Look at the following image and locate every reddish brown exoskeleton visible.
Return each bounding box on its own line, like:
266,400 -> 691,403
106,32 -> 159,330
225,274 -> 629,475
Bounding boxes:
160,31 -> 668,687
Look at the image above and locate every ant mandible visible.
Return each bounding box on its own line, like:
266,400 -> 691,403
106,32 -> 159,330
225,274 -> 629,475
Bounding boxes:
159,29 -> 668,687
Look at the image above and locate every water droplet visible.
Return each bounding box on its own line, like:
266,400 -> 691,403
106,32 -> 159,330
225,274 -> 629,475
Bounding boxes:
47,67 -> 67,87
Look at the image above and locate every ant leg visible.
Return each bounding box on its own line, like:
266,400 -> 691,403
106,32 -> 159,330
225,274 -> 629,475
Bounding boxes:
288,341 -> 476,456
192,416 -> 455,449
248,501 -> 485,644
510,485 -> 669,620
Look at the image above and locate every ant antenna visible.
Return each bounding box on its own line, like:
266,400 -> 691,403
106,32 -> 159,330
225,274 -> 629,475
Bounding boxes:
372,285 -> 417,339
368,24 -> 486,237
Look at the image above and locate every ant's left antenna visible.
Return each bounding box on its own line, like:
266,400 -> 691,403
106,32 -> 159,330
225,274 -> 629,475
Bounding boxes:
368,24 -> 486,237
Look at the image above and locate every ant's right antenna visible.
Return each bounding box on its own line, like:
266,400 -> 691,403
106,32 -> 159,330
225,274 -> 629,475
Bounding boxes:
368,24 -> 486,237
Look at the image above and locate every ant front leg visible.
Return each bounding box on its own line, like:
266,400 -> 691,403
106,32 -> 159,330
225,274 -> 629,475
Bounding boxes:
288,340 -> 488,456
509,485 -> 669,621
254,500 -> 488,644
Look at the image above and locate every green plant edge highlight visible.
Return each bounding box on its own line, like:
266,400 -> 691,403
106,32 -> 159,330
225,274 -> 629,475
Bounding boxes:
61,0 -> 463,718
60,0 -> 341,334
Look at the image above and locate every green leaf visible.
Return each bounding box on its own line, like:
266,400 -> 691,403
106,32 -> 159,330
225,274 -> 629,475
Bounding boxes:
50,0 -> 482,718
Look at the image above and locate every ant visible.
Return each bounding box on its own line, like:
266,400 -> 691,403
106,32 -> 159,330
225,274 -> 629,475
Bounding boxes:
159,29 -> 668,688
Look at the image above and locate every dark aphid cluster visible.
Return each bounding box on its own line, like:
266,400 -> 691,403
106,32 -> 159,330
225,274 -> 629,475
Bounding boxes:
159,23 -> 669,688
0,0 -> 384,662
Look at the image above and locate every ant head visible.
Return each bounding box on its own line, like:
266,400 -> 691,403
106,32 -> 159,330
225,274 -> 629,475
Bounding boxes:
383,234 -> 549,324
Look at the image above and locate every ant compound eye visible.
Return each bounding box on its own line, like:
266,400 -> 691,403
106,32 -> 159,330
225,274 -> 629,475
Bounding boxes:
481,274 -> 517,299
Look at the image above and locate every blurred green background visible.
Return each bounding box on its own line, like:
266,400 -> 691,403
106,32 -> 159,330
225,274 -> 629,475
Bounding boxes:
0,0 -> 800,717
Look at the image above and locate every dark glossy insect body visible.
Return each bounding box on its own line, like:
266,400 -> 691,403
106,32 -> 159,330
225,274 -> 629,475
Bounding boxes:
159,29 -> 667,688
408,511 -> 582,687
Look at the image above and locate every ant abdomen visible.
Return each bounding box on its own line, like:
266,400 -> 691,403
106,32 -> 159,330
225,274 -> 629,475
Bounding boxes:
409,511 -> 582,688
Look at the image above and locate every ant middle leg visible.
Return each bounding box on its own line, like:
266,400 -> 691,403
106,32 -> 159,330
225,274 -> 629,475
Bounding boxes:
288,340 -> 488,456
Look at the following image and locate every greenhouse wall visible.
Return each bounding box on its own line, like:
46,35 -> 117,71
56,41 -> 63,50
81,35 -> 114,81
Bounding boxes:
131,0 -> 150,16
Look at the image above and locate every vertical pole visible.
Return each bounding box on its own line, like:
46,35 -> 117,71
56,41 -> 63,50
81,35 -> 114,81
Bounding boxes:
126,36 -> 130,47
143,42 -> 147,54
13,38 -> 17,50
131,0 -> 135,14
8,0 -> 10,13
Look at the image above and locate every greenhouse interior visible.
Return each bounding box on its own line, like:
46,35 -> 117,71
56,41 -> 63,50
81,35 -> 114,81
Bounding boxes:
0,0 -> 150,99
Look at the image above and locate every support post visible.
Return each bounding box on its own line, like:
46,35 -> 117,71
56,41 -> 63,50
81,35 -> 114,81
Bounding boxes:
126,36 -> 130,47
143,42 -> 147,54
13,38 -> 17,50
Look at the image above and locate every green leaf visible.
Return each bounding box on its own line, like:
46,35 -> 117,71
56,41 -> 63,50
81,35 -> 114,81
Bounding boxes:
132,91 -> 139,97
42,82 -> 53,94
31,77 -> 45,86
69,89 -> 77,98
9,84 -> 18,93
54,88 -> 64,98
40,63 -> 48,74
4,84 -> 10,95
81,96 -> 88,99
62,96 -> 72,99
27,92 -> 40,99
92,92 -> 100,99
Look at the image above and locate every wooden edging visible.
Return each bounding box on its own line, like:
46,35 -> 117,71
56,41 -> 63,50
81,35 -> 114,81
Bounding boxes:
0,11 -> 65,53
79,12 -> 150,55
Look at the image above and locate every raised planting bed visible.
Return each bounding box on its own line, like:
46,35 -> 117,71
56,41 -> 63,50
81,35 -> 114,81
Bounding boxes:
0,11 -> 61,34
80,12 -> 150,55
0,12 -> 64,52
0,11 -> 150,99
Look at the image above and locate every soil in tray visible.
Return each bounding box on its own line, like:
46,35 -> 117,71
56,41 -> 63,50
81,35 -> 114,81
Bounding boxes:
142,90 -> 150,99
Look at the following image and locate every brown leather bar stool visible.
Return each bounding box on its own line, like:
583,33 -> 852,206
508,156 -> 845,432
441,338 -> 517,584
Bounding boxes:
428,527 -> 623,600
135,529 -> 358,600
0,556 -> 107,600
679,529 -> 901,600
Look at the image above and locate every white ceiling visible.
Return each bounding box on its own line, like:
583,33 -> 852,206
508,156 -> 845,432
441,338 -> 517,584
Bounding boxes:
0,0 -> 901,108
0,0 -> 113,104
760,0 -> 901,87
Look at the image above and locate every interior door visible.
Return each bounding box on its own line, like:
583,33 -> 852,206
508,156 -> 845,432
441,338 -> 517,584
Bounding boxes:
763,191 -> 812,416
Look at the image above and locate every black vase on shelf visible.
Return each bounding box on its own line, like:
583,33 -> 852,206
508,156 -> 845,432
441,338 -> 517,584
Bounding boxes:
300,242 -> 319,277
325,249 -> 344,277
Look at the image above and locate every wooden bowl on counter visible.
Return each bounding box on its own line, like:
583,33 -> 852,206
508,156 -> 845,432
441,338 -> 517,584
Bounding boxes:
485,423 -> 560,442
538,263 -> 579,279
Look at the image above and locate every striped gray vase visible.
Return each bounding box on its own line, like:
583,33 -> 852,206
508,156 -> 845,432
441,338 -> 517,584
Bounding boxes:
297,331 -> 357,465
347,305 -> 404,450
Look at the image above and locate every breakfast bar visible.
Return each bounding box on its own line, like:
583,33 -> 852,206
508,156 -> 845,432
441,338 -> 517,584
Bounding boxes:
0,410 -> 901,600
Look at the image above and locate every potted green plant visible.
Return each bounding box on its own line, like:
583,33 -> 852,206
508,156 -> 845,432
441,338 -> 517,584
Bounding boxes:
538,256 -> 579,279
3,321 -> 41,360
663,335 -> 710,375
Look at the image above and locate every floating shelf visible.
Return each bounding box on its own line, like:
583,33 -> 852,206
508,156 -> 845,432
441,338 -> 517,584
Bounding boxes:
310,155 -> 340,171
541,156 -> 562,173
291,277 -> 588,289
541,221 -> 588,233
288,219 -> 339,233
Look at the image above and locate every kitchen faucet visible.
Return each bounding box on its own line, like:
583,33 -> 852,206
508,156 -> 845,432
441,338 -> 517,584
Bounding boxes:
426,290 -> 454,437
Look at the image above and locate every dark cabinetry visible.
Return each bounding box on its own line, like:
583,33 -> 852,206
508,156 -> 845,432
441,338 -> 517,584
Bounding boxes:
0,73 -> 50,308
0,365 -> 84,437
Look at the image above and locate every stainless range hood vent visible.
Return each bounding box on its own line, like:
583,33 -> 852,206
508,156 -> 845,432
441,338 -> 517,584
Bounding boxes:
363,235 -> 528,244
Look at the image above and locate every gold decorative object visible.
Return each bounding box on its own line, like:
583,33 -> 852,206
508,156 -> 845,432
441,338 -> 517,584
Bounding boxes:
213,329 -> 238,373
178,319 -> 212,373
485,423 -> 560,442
════════════════════
• Objetivo de la tarea
Convierte en una tabla Markdown las líneas de arriba comprendidas entre la que contiene "Look at the image above and locate every vertical" y la que contiene "8,0 -> 10,13", ambas incluidas. Usa las columnas "N.º", con el número de fila, y "Texto", con la línea, y omite las líneas en blanco.

• Respuesta
| N.º | Texto |
|---|---|
| 1 | Look at the image above and locate every vertical pole visible. |
| 2 | Return each bounding box on its own line, like: |
| 3 | 46,35 -> 117,71 |
| 4 | 56,41 -> 63,50 |
| 5 | 81,35 -> 114,81 |
| 6 | Bounding boxes: |
| 7 | 126,36 -> 130,47 |
| 8 | 143,42 -> 147,54 |
| 9 | 13,38 -> 17,50 |
| 10 | 131,0 -> 135,14 |
| 11 | 8,0 -> 10,13 |